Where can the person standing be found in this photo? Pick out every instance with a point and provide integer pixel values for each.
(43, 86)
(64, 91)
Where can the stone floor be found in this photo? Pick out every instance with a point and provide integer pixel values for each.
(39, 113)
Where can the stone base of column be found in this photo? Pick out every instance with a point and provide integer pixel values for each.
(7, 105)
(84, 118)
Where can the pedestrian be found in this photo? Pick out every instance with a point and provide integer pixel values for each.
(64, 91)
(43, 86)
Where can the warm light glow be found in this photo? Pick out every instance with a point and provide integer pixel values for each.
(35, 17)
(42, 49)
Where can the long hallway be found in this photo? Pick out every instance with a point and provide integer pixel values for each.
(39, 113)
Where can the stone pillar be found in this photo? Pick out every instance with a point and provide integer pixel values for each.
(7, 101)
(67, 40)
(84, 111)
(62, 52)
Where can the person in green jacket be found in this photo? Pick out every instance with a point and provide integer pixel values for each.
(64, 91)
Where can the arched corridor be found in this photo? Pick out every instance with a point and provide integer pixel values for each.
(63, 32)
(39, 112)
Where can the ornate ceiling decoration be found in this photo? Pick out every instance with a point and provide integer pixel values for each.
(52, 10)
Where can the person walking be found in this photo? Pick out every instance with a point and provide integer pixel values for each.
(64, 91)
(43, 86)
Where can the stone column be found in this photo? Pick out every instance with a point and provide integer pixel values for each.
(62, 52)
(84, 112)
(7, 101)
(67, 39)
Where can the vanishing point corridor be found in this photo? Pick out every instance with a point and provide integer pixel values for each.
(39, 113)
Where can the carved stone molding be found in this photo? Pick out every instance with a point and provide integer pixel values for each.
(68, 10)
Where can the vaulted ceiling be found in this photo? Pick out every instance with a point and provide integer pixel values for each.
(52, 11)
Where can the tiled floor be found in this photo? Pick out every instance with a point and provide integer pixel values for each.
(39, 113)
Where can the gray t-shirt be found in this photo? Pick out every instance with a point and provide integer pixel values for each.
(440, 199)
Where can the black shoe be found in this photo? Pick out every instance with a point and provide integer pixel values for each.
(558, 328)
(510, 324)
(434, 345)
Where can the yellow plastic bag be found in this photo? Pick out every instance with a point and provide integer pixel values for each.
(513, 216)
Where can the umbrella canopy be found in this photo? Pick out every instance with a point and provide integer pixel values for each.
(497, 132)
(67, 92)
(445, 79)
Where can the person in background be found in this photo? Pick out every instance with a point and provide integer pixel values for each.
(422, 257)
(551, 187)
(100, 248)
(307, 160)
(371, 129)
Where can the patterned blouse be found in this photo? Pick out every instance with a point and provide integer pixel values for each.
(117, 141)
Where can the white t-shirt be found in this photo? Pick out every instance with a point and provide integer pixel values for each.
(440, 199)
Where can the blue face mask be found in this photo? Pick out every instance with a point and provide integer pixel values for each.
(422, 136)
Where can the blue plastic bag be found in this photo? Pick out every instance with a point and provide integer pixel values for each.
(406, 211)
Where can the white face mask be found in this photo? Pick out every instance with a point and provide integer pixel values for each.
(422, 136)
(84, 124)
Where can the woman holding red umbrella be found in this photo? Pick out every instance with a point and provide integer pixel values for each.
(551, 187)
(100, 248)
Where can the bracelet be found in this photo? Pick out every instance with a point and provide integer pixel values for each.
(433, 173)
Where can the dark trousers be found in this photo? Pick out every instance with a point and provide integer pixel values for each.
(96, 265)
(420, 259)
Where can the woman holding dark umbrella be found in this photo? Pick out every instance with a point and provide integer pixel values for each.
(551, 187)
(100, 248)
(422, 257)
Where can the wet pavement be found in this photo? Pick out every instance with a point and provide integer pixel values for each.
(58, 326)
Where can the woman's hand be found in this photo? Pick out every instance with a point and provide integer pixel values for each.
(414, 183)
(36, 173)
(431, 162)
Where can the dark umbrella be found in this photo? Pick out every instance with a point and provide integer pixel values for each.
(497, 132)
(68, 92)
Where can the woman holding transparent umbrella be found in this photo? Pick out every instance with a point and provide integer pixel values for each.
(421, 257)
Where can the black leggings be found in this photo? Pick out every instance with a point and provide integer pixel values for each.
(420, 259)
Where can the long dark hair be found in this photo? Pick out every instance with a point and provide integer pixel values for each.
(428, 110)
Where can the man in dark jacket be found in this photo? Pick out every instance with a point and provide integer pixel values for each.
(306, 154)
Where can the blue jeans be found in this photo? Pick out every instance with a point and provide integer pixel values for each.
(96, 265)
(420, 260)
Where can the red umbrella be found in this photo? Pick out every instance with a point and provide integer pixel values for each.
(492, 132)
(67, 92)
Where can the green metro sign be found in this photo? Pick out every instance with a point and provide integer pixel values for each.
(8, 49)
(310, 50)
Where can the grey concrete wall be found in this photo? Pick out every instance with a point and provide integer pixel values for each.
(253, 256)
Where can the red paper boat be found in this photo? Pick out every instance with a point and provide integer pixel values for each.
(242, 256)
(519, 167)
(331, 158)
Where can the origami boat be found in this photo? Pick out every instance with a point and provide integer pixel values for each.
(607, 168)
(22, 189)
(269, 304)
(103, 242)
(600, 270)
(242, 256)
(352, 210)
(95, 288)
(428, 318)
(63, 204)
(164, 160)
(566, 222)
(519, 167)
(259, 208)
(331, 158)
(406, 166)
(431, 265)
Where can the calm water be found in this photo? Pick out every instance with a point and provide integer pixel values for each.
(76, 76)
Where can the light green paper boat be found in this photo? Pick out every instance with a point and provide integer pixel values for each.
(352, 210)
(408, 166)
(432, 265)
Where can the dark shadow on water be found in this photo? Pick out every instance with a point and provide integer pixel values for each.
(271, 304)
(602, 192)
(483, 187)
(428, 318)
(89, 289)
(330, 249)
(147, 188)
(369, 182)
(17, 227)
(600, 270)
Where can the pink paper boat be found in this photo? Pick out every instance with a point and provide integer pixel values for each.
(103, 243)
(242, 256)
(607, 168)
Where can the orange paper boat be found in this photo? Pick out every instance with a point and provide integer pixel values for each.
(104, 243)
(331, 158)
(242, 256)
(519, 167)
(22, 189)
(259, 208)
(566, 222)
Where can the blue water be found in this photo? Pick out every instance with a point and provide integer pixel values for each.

*-*-*

TASK TO CARRY OUT: Please reproduce each line exactly as written.

SOLUTION TO THE EXERCISE:
Where can the person standing be found in this photo? Pick out every instance with a point and provide integer pixel values for each.
(43, 86)
(64, 91)
Where can the stone floor be found in this photo? Pick out every instance with a point and provide integer pixel values for each.
(39, 113)
Where can the stone base of column be found in this photo? Pick out every instance with a point and provide integer pixel values for each.
(7, 105)
(84, 118)
Where can the pedestrian be found in this photo? Pick out every instance with a point and provide integer pixel values for each.
(64, 91)
(43, 86)
Where can the warm light glow be found in this photo? Pick out every instance with a point and provide integer pixel values for each.
(35, 17)
(42, 49)
Where can the long hallway be found in this photo? Pick out every instance with a point and provide integer pixel values for each.
(39, 113)
Where can the stone pillar be found in this photo? Pick out every instance with a point and provide integer pixel values for each.
(7, 101)
(67, 40)
(84, 111)
(62, 52)
Where can the person in green jacket be found in this photo? Pick out every instance with a point and provide integer pixel values for each.
(64, 91)
Where can the arched corridor be found in this photo? Pick out every instance with a point and provide integer pixel values for each.
(63, 32)
(39, 112)
Where can the ornate ceiling decoration be found in this photo? Pick out every instance with a point and provide integer pixel values for each.
(52, 10)
Where can the person walking be found in this photo? Pick out every instance with a point and provide integer pixel values for each.
(64, 91)
(43, 86)
Where can the stone column be found in this photo? Pick out every instance with a point and provide integer pixel values for each.
(62, 52)
(84, 112)
(7, 101)
(67, 39)
Where can the vanishing point corridor be found in this photo? Pick out every instance with a point and provide integer pixel values for each.
(39, 113)
Where can the carved stone molding be found in this photo? Pick out every instance with a point and provide integer pixel values for each.
(68, 10)
Where can the vaulted ceiling be found in this photo? Pick out every instance with a point and provide integer pixel values for each.
(52, 11)
Where can the tiled floor be found in this photo? Pick out every instance with a point and provide integer pixel values for each.
(39, 113)
Where can the gray t-shirt be found in this photo? Pick out every instance with a point and provide integer pixel values for each.
(440, 199)
Where can the black shoe be found in this photo? Pick out every instance with a point and provide integer pixel values for each.
(558, 328)
(510, 324)
(434, 345)
Where can the yellow plastic bag be found in this photo? Pick out every instance with a point and provide integer pixel values for each.
(513, 216)
Where can the umbrella canopy be found in this photo? Pick out every instance with a point and provide integer pixel values for each.
(497, 132)
(67, 92)
(445, 79)
Where can the person in background be found in this photo? Pick out every instance with a point and provide integer pixel values for each.
(422, 257)
(551, 187)
(100, 248)
(307, 160)
(371, 129)
Where can the patterned blouse be found in this photo? Pick out every instance with a point and provide integer pixel values for each.
(117, 141)
Where can the white t-shirt be found in this photo? Pick out every instance with a point and provide integer pixel values for each.
(440, 199)
Where can the blue face mask be found in this photo? Pick out every instance with a point and provide integer pixel values for each.
(422, 136)
Where can the blue plastic bag be found in this photo? Pick out every instance with a point and provide integer pixel values for each.
(406, 211)
Where can the white face mask be found in this photo? Pick out every instance with a point and provide integer pixel values for each.
(422, 136)
(84, 124)
Where can the woman holding red umbrella be found in this photo? Pick out every instance with a point and provide integer pixel values for each.
(551, 187)
(100, 248)
Where can the bracelet be found in this photo? Pick out every instance with a point and provide integer pixel values for each.
(433, 173)
Where can the dark trousers be found in this photo? Pick out every instance with a point and provide integer pixel values for each.
(96, 265)
(420, 259)
Where can the woman holding dark umbrella be found in this photo? Pick out every instance with a point and provide integer pixel values for each.
(551, 187)
(100, 248)
(422, 257)
Where can the wet pavement be found in this photo? Pick out every instance with a point and provide integer pixel values for each.
(58, 326)
Where can the woman's hand be found in this photo? Pick out every instance with a point and provide integer pixel values for each.
(414, 183)
(36, 173)
(431, 162)
Where can the dark umbrella be found in this photo? Pick out every instance with a point and provide integer pixel values for each.
(497, 132)
(68, 92)
Where can the woman holding transparent umbrella be found in this photo? Pick out every instance with a point and provide integer pixel values for each.
(421, 257)
Where can the black leggings be found in this photo? Pick out every instance with a point and provide integer pixel values for each.
(420, 259)
Where can the long dark hair be found in this photo? Pick out every instance with a point and provide integer pixel values for each.
(428, 110)
Where can the man in dark jacket be found in this photo? Pick out every instance with a point and provide integer pixel values for each.
(306, 154)
Where can the blue jeans be found in this photo? Pick out every instance with a point and provide integer pixel values for each.
(96, 265)
(420, 260)
Where can the red umbrella be found in this photo? Pick out every instance with a point and provide integer pixel values for each.
(492, 132)
(67, 92)
Where can the green metro sign be found in this photo? Pick out every instance with a point and provide integer pixel values for each.
(8, 49)
(310, 50)
Where can the grey concrete wall be found in this photo? Pick out every instance with a point and provide integer pixel values for each.
(253, 256)
Where can the red paper boat be found in this photo? Pick out every instance with a point and provide integer pixel values for each.
(242, 256)
(519, 167)
(331, 158)
Where can the origami boat be found in this photo? Pick out every instance with a point and provide integer pixel values for each.
(607, 168)
(22, 189)
(269, 304)
(103, 242)
(600, 270)
(242, 256)
(352, 210)
(95, 288)
(428, 318)
(63, 204)
(164, 160)
(566, 222)
(519, 167)
(259, 208)
(331, 158)
(406, 166)
(431, 265)
Where can the calm water be found in this photo? Pick out every instance with a point and provide integer pixel values for each.
(76, 76)
Where can the light green paper boat be found in this photo? Pick out every instance with a point and provide integer pixel values for each.
(352, 210)
(408, 166)
(432, 265)
Where can the dark shadow on water be found in this photo? Pick out every instance with a point and provide integer pixel values for each.
(271, 304)
(602, 192)
(483, 187)
(428, 318)
(89, 289)
(330, 249)
(147, 188)
(369, 182)
(17, 227)
(600, 270)
Where can the pink paper boat be found in this photo? Pick out every instance with a point and provide integer pixel values for each.
(103, 243)
(242, 256)
(607, 168)
Where can the orange paper boat be found in this photo? Pick out every instance with a point and provide integer pixel values for each.
(104, 243)
(331, 158)
(242, 256)
(519, 167)
(22, 189)
(259, 208)
(566, 222)
Where can the blue water be found in this photo? Pick out every instance with a point and provide integer pixel values for each.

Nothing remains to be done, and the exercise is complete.